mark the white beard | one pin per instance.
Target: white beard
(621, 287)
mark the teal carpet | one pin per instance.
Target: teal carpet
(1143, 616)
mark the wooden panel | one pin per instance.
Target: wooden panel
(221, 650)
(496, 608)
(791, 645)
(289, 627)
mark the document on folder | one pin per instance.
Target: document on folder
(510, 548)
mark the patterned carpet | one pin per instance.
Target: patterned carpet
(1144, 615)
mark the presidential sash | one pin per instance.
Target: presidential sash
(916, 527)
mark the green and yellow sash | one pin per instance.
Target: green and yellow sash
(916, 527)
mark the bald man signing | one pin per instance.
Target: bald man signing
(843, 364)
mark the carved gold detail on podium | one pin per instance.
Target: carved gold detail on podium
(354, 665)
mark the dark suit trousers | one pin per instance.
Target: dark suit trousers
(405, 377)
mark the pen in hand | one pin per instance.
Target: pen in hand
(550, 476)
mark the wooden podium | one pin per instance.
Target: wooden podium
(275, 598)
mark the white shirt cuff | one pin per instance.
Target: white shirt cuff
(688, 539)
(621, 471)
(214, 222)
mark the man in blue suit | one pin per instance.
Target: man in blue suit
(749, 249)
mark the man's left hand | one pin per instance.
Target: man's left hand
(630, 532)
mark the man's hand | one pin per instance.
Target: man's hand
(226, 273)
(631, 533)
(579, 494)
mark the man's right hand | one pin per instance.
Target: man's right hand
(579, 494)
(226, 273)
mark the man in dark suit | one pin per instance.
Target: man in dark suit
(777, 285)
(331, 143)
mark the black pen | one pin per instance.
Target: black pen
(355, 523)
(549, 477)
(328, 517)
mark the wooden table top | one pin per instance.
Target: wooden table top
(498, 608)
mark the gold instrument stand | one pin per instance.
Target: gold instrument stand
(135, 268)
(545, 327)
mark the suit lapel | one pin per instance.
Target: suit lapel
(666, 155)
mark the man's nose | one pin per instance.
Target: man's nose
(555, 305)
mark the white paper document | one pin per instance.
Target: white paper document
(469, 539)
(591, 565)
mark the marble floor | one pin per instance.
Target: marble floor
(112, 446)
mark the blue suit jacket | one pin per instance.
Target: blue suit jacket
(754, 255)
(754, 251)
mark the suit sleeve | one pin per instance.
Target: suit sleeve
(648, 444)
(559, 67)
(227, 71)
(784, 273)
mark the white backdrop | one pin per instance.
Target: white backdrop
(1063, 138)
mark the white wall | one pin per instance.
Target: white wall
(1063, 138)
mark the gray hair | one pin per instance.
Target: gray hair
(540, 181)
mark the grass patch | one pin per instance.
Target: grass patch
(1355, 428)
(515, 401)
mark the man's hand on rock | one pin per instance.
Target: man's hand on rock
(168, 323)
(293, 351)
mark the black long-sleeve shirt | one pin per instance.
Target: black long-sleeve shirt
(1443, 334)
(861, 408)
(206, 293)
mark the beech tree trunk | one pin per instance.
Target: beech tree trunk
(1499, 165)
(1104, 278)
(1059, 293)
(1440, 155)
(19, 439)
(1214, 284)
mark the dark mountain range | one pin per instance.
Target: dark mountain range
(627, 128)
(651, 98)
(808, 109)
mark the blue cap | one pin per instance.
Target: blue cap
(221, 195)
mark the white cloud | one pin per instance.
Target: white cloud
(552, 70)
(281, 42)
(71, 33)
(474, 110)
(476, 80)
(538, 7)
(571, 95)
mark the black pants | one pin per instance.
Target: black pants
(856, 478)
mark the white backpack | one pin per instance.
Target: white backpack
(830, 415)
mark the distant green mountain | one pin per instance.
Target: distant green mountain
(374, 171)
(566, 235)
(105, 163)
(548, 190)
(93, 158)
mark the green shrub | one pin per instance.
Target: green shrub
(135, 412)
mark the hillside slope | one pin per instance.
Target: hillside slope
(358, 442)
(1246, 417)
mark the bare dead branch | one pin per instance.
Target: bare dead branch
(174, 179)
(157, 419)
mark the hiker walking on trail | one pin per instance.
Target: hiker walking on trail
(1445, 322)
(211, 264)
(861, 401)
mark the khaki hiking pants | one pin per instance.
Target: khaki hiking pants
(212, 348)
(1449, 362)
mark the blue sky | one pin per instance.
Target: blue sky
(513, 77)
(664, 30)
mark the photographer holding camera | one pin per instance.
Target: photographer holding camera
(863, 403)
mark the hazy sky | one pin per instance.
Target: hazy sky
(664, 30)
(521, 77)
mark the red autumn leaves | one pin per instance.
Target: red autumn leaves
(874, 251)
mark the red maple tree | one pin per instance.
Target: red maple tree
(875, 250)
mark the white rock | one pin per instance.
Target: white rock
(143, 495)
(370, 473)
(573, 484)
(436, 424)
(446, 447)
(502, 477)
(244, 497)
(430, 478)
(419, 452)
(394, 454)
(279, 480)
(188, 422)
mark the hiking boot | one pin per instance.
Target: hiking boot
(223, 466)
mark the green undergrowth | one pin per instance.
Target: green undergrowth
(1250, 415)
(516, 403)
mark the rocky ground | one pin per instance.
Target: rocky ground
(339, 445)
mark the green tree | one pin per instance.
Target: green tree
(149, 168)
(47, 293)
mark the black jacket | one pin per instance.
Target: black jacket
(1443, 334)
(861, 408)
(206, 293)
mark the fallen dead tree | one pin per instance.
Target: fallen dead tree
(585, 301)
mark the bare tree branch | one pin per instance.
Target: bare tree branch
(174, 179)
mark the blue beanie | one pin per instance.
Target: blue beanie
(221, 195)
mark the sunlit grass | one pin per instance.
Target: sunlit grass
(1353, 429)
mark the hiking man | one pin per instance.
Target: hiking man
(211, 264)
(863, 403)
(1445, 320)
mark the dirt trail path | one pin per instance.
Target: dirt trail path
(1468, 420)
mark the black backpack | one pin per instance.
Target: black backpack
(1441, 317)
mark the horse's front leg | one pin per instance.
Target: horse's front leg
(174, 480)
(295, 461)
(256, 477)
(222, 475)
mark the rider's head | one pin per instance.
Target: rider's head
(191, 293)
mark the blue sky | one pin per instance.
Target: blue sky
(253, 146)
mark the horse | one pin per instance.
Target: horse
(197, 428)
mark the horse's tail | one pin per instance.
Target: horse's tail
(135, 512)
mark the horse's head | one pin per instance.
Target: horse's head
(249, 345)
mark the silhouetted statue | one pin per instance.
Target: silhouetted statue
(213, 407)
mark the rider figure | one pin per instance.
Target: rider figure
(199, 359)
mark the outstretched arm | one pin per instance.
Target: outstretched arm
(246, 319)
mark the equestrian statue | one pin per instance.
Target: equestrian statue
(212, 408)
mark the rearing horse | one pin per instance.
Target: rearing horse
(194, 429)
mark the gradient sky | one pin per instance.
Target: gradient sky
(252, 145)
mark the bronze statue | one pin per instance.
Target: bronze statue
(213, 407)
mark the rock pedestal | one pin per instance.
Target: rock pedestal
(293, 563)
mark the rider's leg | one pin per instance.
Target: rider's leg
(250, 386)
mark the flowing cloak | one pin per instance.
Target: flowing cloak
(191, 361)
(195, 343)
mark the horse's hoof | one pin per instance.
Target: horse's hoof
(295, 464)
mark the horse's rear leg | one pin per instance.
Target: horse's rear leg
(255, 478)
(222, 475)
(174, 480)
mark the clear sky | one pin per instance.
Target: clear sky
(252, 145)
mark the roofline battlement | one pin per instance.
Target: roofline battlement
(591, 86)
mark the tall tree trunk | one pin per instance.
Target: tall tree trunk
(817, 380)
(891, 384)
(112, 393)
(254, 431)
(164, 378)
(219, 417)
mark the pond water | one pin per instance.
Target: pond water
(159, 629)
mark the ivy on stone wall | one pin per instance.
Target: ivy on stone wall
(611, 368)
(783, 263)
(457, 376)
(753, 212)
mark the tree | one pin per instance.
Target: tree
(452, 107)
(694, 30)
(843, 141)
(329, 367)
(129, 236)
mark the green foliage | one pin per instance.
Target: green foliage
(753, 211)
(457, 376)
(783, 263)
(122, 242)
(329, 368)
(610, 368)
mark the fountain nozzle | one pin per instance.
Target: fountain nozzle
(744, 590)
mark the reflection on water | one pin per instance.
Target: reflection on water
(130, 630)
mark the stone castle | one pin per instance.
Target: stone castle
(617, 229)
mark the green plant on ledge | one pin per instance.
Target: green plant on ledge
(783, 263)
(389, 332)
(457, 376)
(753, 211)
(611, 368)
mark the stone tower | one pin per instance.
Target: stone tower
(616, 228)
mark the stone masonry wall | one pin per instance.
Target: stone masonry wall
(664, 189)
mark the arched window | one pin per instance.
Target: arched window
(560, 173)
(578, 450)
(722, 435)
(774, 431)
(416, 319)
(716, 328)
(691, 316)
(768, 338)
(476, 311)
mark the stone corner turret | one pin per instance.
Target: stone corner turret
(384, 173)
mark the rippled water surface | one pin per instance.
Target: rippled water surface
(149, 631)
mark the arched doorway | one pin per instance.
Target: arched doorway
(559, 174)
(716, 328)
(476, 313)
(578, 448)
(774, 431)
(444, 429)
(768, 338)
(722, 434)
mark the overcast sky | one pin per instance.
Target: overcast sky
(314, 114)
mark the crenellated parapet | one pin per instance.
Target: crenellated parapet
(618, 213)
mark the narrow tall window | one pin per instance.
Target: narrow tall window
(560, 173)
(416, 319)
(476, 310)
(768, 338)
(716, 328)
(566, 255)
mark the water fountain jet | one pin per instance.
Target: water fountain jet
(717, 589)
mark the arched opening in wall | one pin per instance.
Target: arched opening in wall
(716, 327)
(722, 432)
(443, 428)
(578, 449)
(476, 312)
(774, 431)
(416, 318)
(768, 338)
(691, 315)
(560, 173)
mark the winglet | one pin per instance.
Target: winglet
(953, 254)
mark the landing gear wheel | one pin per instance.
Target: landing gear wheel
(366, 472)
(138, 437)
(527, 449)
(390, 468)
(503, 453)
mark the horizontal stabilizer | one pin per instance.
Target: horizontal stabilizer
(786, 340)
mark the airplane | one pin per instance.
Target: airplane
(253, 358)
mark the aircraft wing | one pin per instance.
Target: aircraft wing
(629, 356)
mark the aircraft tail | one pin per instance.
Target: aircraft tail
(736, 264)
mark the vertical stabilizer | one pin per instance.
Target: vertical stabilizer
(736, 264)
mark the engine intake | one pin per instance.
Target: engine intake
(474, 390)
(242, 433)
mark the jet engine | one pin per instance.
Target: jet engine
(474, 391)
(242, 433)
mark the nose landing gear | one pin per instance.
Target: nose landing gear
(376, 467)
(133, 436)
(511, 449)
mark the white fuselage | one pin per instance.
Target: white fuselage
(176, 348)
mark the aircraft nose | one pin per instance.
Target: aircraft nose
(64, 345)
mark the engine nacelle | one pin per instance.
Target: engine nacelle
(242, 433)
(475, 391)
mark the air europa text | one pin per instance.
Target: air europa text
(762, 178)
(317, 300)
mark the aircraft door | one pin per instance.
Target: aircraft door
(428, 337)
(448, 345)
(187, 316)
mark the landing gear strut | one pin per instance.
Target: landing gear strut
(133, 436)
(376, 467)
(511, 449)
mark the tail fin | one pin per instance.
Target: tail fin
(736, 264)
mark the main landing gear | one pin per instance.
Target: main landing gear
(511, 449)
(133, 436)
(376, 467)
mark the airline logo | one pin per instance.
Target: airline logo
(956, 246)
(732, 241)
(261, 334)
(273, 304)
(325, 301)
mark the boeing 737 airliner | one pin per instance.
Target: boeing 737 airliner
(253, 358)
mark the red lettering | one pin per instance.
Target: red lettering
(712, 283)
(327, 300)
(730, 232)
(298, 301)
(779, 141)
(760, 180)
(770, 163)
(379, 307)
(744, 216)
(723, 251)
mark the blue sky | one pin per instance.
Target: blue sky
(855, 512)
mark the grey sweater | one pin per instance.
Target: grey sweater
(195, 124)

⁂

▶ Goal of the exercise:
The listing above holds a line with "mark the water" and a line with "mark the horizontal". Print the stretch from the first through the second, exactly and alone.

▶ Response to this exercise:
mark the water fountain jet | one pin per instance.
Target: water fountain jet
(717, 589)
mark the arched opening in wall | one pin per instance.
Target: arched opening in wall
(716, 327)
(722, 432)
(443, 428)
(578, 449)
(476, 312)
(774, 431)
(416, 318)
(768, 338)
(691, 315)
(560, 173)
mark the winglet | one pin per instance.
Target: winglet
(953, 254)
mark the landing gear wheel | one pin per instance.
Target: landing gear wheel
(366, 472)
(138, 437)
(527, 449)
(390, 468)
(503, 453)
mark the horizontal stabilizer | one pin per instance.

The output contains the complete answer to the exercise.